What you will do: Reproduce the complete set of records exactly. No picture is to appear in the copy.
==*==
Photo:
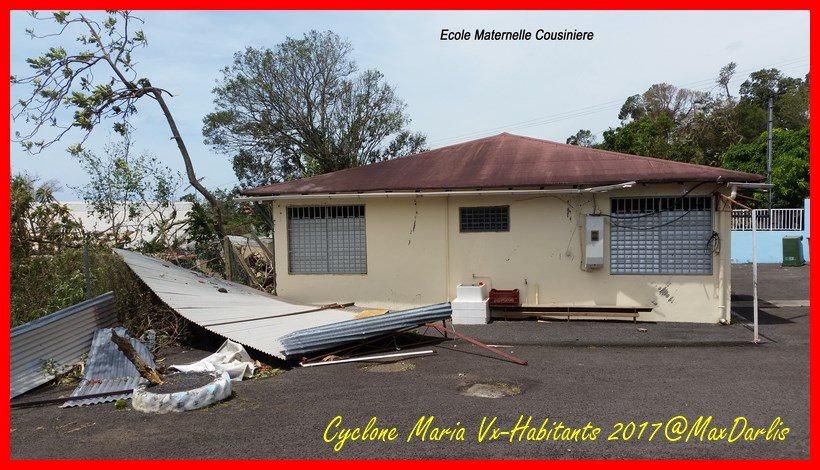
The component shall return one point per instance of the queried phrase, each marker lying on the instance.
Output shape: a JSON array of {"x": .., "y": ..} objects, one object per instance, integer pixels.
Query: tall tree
[
  {"x": 94, "y": 81},
  {"x": 727, "y": 72},
  {"x": 790, "y": 163},
  {"x": 133, "y": 194},
  {"x": 583, "y": 138},
  {"x": 302, "y": 109}
]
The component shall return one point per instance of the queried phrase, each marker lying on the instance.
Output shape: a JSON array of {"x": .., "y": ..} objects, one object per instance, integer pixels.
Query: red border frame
[{"x": 418, "y": 5}]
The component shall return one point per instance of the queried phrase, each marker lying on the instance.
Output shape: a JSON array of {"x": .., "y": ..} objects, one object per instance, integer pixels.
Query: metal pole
[
  {"x": 87, "y": 270},
  {"x": 754, "y": 273},
  {"x": 769, "y": 156}
]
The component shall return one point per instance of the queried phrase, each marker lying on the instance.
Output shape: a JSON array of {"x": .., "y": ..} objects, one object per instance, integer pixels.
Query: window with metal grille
[
  {"x": 661, "y": 235},
  {"x": 326, "y": 240},
  {"x": 484, "y": 219}
]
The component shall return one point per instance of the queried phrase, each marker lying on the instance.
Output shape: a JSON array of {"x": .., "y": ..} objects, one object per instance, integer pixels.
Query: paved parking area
[{"x": 582, "y": 375}]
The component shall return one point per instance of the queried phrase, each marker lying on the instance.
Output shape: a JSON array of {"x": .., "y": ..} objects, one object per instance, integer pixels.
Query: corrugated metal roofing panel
[
  {"x": 62, "y": 336},
  {"x": 500, "y": 162},
  {"x": 325, "y": 337},
  {"x": 261, "y": 319},
  {"x": 108, "y": 370}
]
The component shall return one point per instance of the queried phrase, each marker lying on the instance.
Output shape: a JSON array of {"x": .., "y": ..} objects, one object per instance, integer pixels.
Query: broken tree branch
[{"x": 124, "y": 345}]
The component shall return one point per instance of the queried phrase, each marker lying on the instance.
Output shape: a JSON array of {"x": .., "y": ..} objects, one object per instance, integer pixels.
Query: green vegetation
[{"x": 717, "y": 129}]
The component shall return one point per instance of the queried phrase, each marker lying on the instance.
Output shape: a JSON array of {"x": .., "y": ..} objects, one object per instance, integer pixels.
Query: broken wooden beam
[{"x": 124, "y": 345}]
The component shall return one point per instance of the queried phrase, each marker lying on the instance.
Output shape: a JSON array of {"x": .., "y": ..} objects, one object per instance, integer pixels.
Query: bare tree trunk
[
  {"x": 189, "y": 167},
  {"x": 124, "y": 345}
]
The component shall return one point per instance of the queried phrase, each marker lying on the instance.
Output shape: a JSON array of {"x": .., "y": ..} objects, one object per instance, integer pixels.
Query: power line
[{"x": 610, "y": 105}]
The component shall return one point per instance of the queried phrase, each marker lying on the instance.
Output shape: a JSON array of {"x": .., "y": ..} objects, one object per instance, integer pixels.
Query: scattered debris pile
[{"x": 264, "y": 322}]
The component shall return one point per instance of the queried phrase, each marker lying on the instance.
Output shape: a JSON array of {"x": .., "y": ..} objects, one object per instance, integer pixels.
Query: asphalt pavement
[{"x": 651, "y": 390}]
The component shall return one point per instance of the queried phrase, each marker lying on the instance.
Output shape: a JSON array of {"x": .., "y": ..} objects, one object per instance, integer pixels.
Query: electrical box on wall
[{"x": 594, "y": 242}]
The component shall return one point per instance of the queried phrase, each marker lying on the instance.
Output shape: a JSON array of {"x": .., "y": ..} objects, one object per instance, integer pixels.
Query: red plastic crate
[{"x": 504, "y": 298}]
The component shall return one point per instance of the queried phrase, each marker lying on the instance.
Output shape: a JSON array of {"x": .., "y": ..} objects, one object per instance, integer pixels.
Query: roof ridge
[{"x": 343, "y": 170}]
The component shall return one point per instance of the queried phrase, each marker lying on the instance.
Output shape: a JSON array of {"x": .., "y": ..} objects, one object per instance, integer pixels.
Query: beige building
[{"x": 567, "y": 226}]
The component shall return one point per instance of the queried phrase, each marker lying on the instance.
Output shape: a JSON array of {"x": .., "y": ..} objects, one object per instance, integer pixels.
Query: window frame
[
  {"x": 325, "y": 210},
  {"x": 662, "y": 255},
  {"x": 462, "y": 209}
]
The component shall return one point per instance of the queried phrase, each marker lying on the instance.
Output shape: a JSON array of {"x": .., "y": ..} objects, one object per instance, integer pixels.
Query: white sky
[{"x": 455, "y": 91}]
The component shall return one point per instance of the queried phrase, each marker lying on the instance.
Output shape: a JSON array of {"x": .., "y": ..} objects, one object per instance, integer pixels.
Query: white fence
[{"x": 776, "y": 219}]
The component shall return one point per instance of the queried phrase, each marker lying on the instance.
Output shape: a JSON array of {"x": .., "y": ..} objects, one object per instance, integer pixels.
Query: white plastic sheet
[{"x": 230, "y": 357}]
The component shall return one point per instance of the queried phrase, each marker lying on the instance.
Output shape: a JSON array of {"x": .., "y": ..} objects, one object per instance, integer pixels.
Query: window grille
[
  {"x": 484, "y": 219},
  {"x": 661, "y": 235},
  {"x": 327, "y": 240}
]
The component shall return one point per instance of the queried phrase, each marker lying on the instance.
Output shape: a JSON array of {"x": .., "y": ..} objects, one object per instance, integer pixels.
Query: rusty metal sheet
[{"x": 501, "y": 162}]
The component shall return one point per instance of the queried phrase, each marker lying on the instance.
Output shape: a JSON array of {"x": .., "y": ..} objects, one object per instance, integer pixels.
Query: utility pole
[{"x": 769, "y": 156}]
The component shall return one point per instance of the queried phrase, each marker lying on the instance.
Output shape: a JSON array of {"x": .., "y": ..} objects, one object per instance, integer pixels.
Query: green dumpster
[{"x": 793, "y": 251}]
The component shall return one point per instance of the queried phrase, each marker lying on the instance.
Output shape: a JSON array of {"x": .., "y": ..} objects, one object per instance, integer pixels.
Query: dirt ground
[{"x": 582, "y": 375}]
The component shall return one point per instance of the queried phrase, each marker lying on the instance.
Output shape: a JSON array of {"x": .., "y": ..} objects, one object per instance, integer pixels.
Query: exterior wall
[
  {"x": 541, "y": 255},
  {"x": 769, "y": 243},
  {"x": 405, "y": 256}
]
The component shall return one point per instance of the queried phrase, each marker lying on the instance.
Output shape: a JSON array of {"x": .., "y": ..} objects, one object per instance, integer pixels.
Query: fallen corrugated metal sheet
[
  {"x": 323, "y": 337},
  {"x": 249, "y": 317},
  {"x": 108, "y": 370},
  {"x": 62, "y": 337}
]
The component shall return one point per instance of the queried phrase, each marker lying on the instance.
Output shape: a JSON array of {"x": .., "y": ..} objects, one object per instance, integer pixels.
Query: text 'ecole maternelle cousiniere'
[{"x": 520, "y": 35}]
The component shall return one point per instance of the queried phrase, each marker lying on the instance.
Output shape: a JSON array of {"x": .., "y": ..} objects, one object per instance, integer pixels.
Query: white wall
[{"x": 541, "y": 256}]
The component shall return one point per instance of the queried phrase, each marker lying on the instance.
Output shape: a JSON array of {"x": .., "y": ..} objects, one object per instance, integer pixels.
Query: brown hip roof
[{"x": 500, "y": 162}]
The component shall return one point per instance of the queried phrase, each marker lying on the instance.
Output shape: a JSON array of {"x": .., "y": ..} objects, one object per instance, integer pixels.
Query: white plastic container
[
  {"x": 468, "y": 312},
  {"x": 471, "y": 292}
]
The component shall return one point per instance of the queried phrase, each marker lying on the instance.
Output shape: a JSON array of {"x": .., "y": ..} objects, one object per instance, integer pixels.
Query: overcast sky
[{"x": 454, "y": 91}]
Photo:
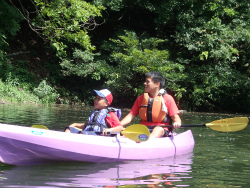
==*==
Solution to the exercise:
Photo:
The component shall return one point per instance of the queried phrase, each marker lying on the instance.
Output shape: a JSON array of {"x": .., "y": ..} objects, one object per instance, integer pixels.
Query: tall tree
[
  {"x": 94, "y": 81},
  {"x": 727, "y": 72},
  {"x": 790, "y": 163},
  {"x": 133, "y": 194},
  {"x": 583, "y": 138},
  {"x": 302, "y": 109}
]
The component shall return one point per instance of the queried phrase, each marker lying on the instance.
Output shape: a JSON array of {"x": .., "y": ..} objects, one object per instance, integer pixels.
Query: red border frame
[{"x": 418, "y": 5}]
The component shall return one point per instance of the queried phrase, each marker lying on the instance.
Output shape: a JSON array of {"x": .., "y": ..} objects, one object per instance, integer pixels.
Query: metal pole
[
  {"x": 87, "y": 270},
  {"x": 754, "y": 273},
  {"x": 769, "y": 156}
]
The component shall return one point per instance of the queried phrase, each marker lying on the instance.
Output shape: a JSON array of {"x": .., "y": ..} objects, one object per instance, integer pixels.
Query: window with metal grille
[
  {"x": 661, "y": 235},
  {"x": 326, "y": 240},
  {"x": 484, "y": 219}
]
The component shall return one point per instance of the queried phrase, each marker lying on the instance.
Output shape: a JSON array of {"x": .., "y": ..} objects, one object per instance, integer pixels.
Query: paved parking area
[{"x": 582, "y": 375}]
The component shall return one point per instance of the queried phrase, each marker lying on the instance.
Output shape: a JSON array of {"x": .., "y": ..} objects, one object per instance, integer pixels.
Query: corrugated metal roofing panel
[
  {"x": 62, "y": 336},
  {"x": 500, "y": 162},
  {"x": 325, "y": 337},
  {"x": 261, "y": 319},
  {"x": 108, "y": 370}
]
The component shall return one point per instance of the queried phrase, each marker lying on the instance.
Output shape: a JSON array of {"x": .., "y": ..} objects, one object per instance, integer pixels.
Query: broken tree branch
[{"x": 124, "y": 345}]
The component shall return one point per instance of the queried phrase, each marker lying on the instance.
Output shape: a JSON array of {"x": .., "y": ..} objects, one object per instance, integer pixels.
Query: green vegetation
[{"x": 717, "y": 129}]
The component shall return one point per instance of the queried phrase, each marker lying on the instance.
Output shape: a JSON array of {"x": .., "y": ..} objects, one object per instance, integer pixels.
Query: broken wooden beam
[{"x": 124, "y": 345}]
The component shall return one point per instance of the queried phrase, each marker lying on the instance.
Output shape: a JSON array of {"x": .., "y": ..} objects, one object per instance, integer pixels.
Query: bare tree trunk
[
  {"x": 189, "y": 167},
  {"x": 124, "y": 345}
]
The component shall return one point per instance of the queried phrase, each marker lying on the instance.
Output shape: a JSON array of {"x": .., "y": ..} objects, one object per instance, integer pixels.
Query: power line
[{"x": 610, "y": 105}]
The component shall return one point per instance of the queried phrase, each marker lying on the instance.
Output shape: a JSON array of {"x": .., "y": ..} objects, one object per instance, integer pixels.
Query: scattered debris pile
[{"x": 264, "y": 322}]
The component shall return one point per instance of the queried phrase, each marker lying on the instance.
Output shape: a JSON array of {"x": .., "y": ..} objects, one object per instance, integer pixels.
Query: asphalt pavement
[{"x": 651, "y": 390}]
The component shall return one point per instance of the queried phrase, each marker lying on the instance.
Output shape: a JSON array of {"x": .., "y": ..} objects, one object per instance, integer pixels.
Query: electrical box on wall
[{"x": 594, "y": 242}]
The component shall return one point per instance of the queried phrase, each marker lying on the instance.
Output shape: a JSON array of {"x": .., "y": ..} objects, one object per instance, integer pixels.
Query: red plastic crate
[{"x": 504, "y": 298}]
The component shall return one point per instance of the queried phrase, each marker lying on the instance.
Output shape: a JSON array of {"x": .., "y": ..} objects, one object per instance, integer pixels.
Query: roof ridge
[{"x": 343, "y": 170}]
The component shall return one point per instance of the queried phrase, each marker lying on the instance.
Output shape: a JSON array of {"x": .., "y": ..} objects, one object per instance, integer pixels.
Query: beige building
[{"x": 567, "y": 226}]
The component shall return one point per instance of the queried phrase, each marker lying on the instance.
Output shape: a JSON array of {"x": .., "y": ..} objects, one object per instance, integer pixels.
Query: window frame
[
  {"x": 325, "y": 210},
  {"x": 662, "y": 255},
  {"x": 462, "y": 209}
]
The component shall return one point per instance of the queried phrase, each marker lying on the instance.
Output shape: a JSON array of {"x": .., "y": ..} objects, one object per instance, integer pixels.
Query: white sky
[{"x": 455, "y": 91}]
The component shall return one point per instance of the queried phrase, each marker lying on the instance.
Output shape: a JSON array of {"x": .., "y": ..} objects, one object per instance, integer pixels.
Query: white fence
[{"x": 776, "y": 219}]
The component shall return one point per instance of the queried phrase, each marker lying on the instance.
Output shape: a JSON array of {"x": .., "y": ..} objects, one object per instance, integer pixels.
Query: white plastic sheet
[{"x": 230, "y": 357}]
The component shall return one point per instance of the queried phrase, each marker lying on the instance.
Output shape: a JSON array of {"x": .., "y": ..} objects, one object per instance, integer pixels.
Query: window grille
[
  {"x": 484, "y": 219},
  {"x": 661, "y": 235},
  {"x": 327, "y": 240}
]
The component shall return one point per instance of the queried phrase, each marker lying on the instance.
Output shape: a JSON array of {"x": .., "y": ..} objects, one object per instance, integer pixels.
Query: rusty metal sheet
[{"x": 501, "y": 162}]
The component shall return one point per instance of the queried phrase, each marker lying on the instance.
Output shape: a JSON array of {"x": .., "y": ..} objects, one object per instance, integer pixels.
Query: utility pole
[{"x": 769, "y": 156}]
The component shall return one point per instance of the queried phrase, each marker lying on the instance.
Output shape: a JSON array of {"x": .., "y": ..} objects, one object per instance, integer pixels.
Query: green dumpster
[{"x": 793, "y": 251}]
The component shall return one point per instance of the queried phrase, each marker lying on the instance.
Output shape: a JSON array of {"x": .., "y": ..} objects, one object per instance, integer pixels.
Query: dirt ground
[{"x": 582, "y": 375}]
The component shall return one point per instance of the queried phrase, each marker lying on the instance.
Output shape: a JSON array of {"x": .., "y": ..} objects, one object per instance, integer pixels.
Query: exterior wall
[
  {"x": 541, "y": 255},
  {"x": 769, "y": 243},
  {"x": 405, "y": 256}
]
The component shall return one point per instance of the queried phrase, each marker lying on the instance.
Output shape: a JSON array of {"x": .., "y": ..} objects, one object per instance, integer pixels.
Query: fallen corrugated metal sheet
[
  {"x": 323, "y": 337},
  {"x": 249, "y": 317},
  {"x": 108, "y": 370},
  {"x": 62, "y": 337}
]
The component shall return one point per instance of the queried phrase, each marker lying on the instance.
Output shape: a JSON array of {"x": .., "y": ..} objects, one object per instance, integer pixels.
Query: text 'ecole maternelle cousiniere'
[{"x": 520, "y": 35}]
The component shall return one point per instance of the queried phrase, each marker lying on the instance.
Output shape: a JSON array of {"x": .., "y": ..} objects, one object per instance, integer pixels.
Query: white wall
[{"x": 541, "y": 256}]
The component shall return one point per instance of the queried phrase, each marker lying on the instance.
Output shape: a JSON array of {"x": .., "y": ..} objects, one object per instance, integer pixels.
Query: brown hip roof
[{"x": 500, "y": 162}]
The component shall return one point per instance of the queried phrase, each marker lying on the instance.
Output shape: a JSON array of {"x": .., "y": ..} objects, one object per instance, integer pixels.
Query: white plastic container
[
  {"x": 468, "y": 312},
  {"x": 471, "y": 292}
]
The component shall return one point per instance of the queried phrase, each marker lying on the instance.
Output shape: a JSON array of {"x": .., "y": ..} objects, one object per instance, integer pixels.
Query: overcast sky
[{"x": 454, "y": 91}]
Photo:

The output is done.